##### SELECTED TEXT

RustFS Logging Governance

Use this skill when RustFS logging needs to be added, cleaned up, reviewed, or protected against regressions.

Quick Start

  1. Identify the files whose logs are changing.
  2. Scan current tracing or log macros before editing.
  3. Convert sentence-style logs to short event-style logs.
  4. Demote hot-path success logs unless operators truly need them at info.
  5. Preserve failure, fallback, and security-relevant diagnostics.
  6. Update scripts/check_logging_guardrails.sh when a broad cleanup removes a legacy pattern class.
  7. Validate with formatting, targeted checks/tests, and the logging guardrail script.

Core Workflow

1. Scope the logging surface

  • Read the changed module in full before touching log lines.
  • Classify the log site:
    • lifecycle/startup
    • request or validation path
    • background loop or hot path
    • fallback/degraded behavior
    • cloud metadata or external fetch path
    • metrics/config summary
  • Do not rewrite business logic to make logging easier.

##########

*EXERCISES TO COMPLETE*.
1. Answer these questions from the RustFS logging guide above:
(a) Which script should be updated when a broad cleanup removes a legacy pattern class?
(b) Into what style should sentence-style logs be converted?
(c) What must be read in full before touching log lines?
2. Carry on with the RustFS logging guide after its last line.

##### INPUT DATA

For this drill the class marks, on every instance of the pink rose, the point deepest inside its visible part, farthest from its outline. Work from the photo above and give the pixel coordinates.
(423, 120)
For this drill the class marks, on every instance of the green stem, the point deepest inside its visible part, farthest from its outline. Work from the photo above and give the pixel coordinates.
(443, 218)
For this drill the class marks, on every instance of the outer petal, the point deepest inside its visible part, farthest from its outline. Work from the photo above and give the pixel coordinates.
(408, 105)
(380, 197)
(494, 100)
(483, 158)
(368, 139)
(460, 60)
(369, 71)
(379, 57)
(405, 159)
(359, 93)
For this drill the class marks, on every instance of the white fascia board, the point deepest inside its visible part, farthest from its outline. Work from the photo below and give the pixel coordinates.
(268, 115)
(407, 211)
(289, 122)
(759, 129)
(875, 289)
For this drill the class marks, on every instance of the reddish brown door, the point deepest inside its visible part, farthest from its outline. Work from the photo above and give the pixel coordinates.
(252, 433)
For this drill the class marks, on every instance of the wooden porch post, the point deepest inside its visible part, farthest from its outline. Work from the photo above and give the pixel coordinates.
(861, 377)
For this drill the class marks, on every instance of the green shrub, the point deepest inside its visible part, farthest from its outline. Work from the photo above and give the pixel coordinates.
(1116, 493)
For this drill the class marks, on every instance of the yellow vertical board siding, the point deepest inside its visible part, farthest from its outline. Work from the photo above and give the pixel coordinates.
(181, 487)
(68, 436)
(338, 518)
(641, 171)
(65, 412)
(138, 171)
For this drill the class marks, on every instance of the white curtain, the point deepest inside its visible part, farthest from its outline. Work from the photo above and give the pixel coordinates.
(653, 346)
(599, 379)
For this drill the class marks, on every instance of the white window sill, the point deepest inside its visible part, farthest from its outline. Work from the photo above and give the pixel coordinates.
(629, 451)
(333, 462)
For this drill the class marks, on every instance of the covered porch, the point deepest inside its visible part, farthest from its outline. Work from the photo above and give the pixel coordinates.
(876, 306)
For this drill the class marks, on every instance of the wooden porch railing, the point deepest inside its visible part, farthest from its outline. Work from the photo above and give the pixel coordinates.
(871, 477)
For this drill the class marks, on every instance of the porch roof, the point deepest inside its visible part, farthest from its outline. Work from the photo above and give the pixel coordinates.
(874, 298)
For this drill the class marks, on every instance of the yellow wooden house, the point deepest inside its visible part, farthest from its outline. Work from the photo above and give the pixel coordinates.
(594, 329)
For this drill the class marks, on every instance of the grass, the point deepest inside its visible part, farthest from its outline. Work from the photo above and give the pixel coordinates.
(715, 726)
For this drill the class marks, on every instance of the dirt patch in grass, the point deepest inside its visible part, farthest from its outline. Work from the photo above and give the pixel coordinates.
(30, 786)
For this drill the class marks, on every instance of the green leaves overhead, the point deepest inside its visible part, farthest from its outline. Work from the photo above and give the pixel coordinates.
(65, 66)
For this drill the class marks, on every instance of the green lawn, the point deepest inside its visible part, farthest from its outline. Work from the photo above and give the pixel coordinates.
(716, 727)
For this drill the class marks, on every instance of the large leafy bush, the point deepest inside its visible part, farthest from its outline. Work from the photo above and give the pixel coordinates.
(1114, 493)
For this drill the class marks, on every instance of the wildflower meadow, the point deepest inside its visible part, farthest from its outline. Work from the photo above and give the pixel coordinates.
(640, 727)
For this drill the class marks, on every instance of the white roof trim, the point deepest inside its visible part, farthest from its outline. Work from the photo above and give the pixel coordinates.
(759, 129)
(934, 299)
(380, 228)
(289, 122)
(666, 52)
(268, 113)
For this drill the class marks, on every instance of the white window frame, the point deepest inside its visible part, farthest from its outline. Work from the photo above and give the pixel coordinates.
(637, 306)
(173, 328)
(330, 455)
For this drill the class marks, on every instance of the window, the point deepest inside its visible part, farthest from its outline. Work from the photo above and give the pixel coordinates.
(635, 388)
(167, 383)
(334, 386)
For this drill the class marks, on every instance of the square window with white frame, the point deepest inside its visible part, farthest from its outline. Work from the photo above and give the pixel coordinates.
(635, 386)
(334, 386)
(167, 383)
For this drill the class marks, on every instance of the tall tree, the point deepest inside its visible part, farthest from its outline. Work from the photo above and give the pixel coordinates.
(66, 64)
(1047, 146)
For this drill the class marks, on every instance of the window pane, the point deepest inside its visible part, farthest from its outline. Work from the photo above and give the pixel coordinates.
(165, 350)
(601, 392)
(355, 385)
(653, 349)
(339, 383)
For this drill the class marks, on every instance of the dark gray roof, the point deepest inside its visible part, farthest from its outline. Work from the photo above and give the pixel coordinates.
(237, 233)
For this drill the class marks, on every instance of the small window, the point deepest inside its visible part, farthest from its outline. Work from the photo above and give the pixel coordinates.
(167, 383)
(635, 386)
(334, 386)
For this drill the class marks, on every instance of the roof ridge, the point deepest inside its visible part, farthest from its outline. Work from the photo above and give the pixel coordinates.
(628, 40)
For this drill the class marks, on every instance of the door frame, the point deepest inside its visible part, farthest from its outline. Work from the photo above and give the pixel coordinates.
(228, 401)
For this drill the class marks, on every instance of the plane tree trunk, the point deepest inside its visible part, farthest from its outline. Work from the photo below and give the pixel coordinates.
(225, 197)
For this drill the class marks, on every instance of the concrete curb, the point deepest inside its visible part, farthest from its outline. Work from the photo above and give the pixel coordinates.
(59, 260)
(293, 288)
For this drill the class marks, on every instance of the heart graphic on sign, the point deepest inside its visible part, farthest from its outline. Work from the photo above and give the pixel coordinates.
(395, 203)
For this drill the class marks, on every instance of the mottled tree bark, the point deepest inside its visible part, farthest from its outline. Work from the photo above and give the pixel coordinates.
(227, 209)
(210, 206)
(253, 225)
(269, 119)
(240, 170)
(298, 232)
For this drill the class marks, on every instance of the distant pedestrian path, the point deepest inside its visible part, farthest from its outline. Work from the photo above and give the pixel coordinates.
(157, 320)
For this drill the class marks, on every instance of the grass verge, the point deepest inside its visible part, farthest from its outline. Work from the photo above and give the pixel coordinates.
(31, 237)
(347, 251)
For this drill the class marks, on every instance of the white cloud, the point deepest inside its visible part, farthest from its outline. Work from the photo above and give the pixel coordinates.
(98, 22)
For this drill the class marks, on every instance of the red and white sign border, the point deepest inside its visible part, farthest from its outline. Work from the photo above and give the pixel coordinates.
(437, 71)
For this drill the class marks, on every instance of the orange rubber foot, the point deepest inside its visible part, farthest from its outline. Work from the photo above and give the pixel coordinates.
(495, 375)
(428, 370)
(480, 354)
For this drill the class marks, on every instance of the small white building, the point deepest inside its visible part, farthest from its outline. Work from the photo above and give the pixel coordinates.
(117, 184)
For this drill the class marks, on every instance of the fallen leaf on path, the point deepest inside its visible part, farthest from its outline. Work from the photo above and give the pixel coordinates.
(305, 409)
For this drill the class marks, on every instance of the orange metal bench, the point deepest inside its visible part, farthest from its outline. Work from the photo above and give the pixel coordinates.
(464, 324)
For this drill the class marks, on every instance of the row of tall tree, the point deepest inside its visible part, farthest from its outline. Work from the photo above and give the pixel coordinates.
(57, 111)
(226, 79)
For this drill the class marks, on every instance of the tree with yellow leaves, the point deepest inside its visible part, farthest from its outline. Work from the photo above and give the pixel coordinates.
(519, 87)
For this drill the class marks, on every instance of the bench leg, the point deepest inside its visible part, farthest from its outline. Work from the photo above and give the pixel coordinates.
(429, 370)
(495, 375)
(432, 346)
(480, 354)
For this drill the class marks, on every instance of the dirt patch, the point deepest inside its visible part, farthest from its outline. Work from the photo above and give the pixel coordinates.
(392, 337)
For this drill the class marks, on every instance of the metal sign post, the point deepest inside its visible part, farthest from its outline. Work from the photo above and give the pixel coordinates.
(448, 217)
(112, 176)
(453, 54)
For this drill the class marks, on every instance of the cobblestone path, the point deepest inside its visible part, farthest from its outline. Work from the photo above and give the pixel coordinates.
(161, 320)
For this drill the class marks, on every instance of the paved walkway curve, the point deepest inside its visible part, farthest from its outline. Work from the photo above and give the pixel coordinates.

##########

*EXPECTED OUTPUTS*.
1.
(a) scripts/check_logging_guardrails.sh
(b) Short event-style logs
(c) The changed module

2.
2. Use the RustFS event shape

  • Prefer fields first, message second.
  • Use short labels, not prose paragraphs.
  • Default field shape:
    • event
    • component
    • subsystem
    • state or result
    • key context fields
  • Reuse stable field names and avoid inventing near-duplicates.

See references/logging-governance.md for the event model, level policy, and anti-pattern list.

3. Choose the right level

  • error: operation failure that affects behavior or security guarantees.
  • warn: degraded path, fallback, suspicious input, or operator-actionable misconfiguration.
  • info: low-frequency lifecycle or mode selection.
  • debug: targeted diagnostics and low-volume detail.
  • trace: hot-path and repetitive success-path events.

When in doubt, lower the verbosity of normal success paths and keep structured detail in fields.

4. Preserve security and privacy boundaries

  • Do not log secrets, tokens, auth headers, raw credential payloads, or merged config dumps.
  • Avoid logging raw forwarded headers or full trusted network inventories above debug.
  • Keep warning/error logs useful without echoing attacker-controlled payloads unnecessarily.

5. Keep summaries aggregated

  • Replace multi-line startup banners or checklist logs with one structured event.
  • If metrics already express a concept, avoid duplicating it with many info! lines.
  • Prefer counts, modes, and sources over inventories unless debug detail is truly needed.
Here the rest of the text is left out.